Prompt ->
Present the data from the line with "Place one marker on every instance of the dry grass" up to and including the line with "pixel 45 36" as a Markdown table with the columns Row and Content, one line per row. Leave out blank lines and pictures.

-- -- --

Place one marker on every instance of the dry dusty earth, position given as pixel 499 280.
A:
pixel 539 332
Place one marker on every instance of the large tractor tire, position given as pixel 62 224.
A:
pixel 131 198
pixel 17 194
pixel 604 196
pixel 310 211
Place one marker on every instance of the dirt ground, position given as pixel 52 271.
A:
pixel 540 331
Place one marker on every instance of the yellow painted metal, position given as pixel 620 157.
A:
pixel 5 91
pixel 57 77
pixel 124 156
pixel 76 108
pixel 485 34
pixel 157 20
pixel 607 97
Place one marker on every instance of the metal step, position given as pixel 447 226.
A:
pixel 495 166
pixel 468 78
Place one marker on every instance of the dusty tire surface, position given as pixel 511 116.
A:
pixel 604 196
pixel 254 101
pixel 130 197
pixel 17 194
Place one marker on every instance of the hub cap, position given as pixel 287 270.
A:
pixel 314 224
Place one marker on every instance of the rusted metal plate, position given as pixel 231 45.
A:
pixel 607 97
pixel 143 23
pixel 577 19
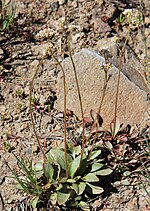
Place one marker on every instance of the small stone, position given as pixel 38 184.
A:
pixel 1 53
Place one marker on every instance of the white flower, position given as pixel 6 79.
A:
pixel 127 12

-- -- --

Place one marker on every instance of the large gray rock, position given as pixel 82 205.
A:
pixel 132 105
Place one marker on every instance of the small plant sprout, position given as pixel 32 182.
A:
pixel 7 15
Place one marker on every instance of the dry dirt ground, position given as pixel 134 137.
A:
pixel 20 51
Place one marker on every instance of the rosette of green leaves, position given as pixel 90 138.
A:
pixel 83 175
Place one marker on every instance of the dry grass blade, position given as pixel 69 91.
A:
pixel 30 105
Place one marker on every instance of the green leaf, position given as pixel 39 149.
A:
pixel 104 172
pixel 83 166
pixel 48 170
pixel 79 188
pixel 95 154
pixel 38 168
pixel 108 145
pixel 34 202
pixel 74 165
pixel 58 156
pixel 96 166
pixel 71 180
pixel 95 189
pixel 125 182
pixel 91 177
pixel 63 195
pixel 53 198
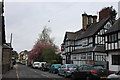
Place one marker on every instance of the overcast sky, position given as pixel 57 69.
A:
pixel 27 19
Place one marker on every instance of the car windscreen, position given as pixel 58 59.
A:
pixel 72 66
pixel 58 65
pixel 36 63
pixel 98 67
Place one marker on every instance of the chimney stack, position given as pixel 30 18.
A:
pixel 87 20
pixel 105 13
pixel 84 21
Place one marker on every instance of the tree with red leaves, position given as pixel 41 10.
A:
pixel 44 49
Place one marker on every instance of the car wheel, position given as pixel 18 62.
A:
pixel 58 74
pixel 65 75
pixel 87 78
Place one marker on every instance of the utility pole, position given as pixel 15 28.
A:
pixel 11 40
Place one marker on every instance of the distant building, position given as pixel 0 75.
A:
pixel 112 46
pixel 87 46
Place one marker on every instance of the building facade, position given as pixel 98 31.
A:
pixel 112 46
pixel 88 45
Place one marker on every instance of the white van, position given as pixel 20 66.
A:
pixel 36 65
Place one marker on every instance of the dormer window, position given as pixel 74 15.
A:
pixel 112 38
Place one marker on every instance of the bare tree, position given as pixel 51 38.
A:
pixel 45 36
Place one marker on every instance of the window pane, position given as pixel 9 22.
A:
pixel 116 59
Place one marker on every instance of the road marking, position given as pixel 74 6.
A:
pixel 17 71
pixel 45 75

-- -- --

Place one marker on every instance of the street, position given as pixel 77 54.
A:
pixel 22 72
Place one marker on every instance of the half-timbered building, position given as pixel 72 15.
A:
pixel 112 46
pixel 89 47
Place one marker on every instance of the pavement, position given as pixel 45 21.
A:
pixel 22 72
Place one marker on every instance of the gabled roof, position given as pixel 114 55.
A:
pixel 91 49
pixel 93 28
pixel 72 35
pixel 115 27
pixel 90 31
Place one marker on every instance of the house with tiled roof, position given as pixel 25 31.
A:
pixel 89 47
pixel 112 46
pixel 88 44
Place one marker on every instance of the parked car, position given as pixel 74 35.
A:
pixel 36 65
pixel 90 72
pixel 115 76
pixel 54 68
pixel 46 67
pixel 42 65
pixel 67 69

-- -- --

Exercise answer ->
| Row | Content |
|---|---|
| 1 | Place one marker on every instance of the dry grass blade, position given as pixel 69 91. |
| 2 | A: |
| 3 | pixel 30 105 |
| 4 | Place one marker on every instance of the green leaf, position given as pixel 39 149. |
| 5 | A: |
| 6 | pixel 104 172 |
| 7 | pixel 83 166 |
| 8 | pixel 48 170 |
| 9 | pixel 79 188 |
| 10 | pixel 95 154 |
| 11 | pixel 38 168 |
| 12 | pixel 108 145 |
| 13 | pixel 34 202 |
| 14 | pixel 74 165 |
| 15 | pixel 58 156 |
| 16 | pixel 96 166 |
| 17 | pixel 71 180 |
| 18 | pixel 95 189 |
| 19 | pixel 125 182 |
| 20 | pixel 91 177 |
| 21 | pixel 63 195 |
| 22 | pixel 53 198 |
| 23 | Place one marker on every instance of the overcast sky, position given as pixel 57 69. |
| 24 | A: |
| 25 | pixel 27 19 |
| 26 | Place one marker on every instance of the car windscreen, position given as pixel 58 59. |
| 27 | A: |
| 28 | pixel 72 66 |
| 29 | pixel 58 65 |
| 30 | pixel 36 63 |
| 31 | pixel 98 67 |
| 32 | Place one marker on every instance of the chimney stack, position given as pixel 30 18. |
| 33 | A: |
| 34 | pixel 87 20 |
| 35 | pixel 105 13 |
| 36 | pixel 84 21 |
| 37 | Place one marker on every instance of the tree with red leaves, position given as pixel 41 10. |
| 38 | A: |
| 39 | pixel 44 49 |
| 40 | Place one marker on every instance of the car wheel, position given as pixel 18 62. |
| 41 | A: |
| 42 | pixel 58 74 |
| 43 | pixel 65 75 |
| 44 | pixel 87 78 |
| 45 | Place one marker on every instance of the utility pole, position given as pixel 15 28. |
| 46 | A: |
| 47 | pixel 11 40 |
| 48 | Place one marker on every instance of the distant building, position given as pixel 0 75. |
| 49 | A: |
| 50 | pixel 112 46 |
| 51 | pixel 87 46 |
| 52 | Place one marker on every instance of the building facade, position given as pixel 98 31. |
| 53 | A: |
| 54 | pixel 112 46 |
| 55 | pixel 88 45 |
| 56 | Place one marker on every instance of the white van, position given as pixel 20 66. |
| 57 | A: |
| 58 | pixel 36 65 |
| 59 | Place one marker on every instance of the dormer window, position given as pixel 74 15. |
| 60 | A: |
| 61 | pixel 112 38 |
| 62 | Place one marker on every instance of the bare tree, position given as pixel 51 38. |
| 63 | A: |
| 64 | pixel 45 36 |